**Description of the task**
Please switch every "corrugated metal roof" in the listing below to "corrugated steel roof" and give the lines again with nothing else changed. Leave the pictures out of your answer.

• • •

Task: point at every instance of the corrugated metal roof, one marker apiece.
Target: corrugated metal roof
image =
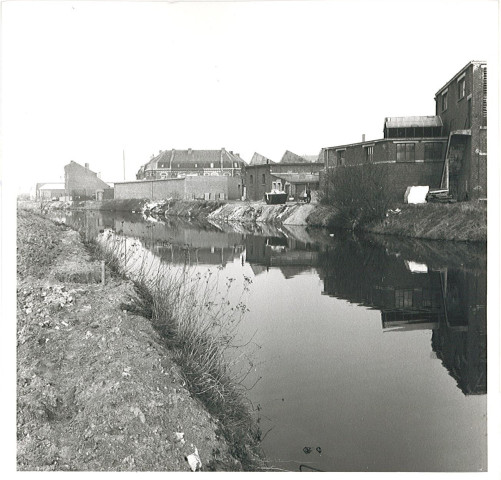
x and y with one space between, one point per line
187 159
52 186
409 122
258 159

• • •

**Task output**
Task: point at every instance of the corrugated steel roof, one marker apiece.
Target: corrugated steel roof
image =
x and y with one space between, one point per line
187 159
52 186
409 122
258 159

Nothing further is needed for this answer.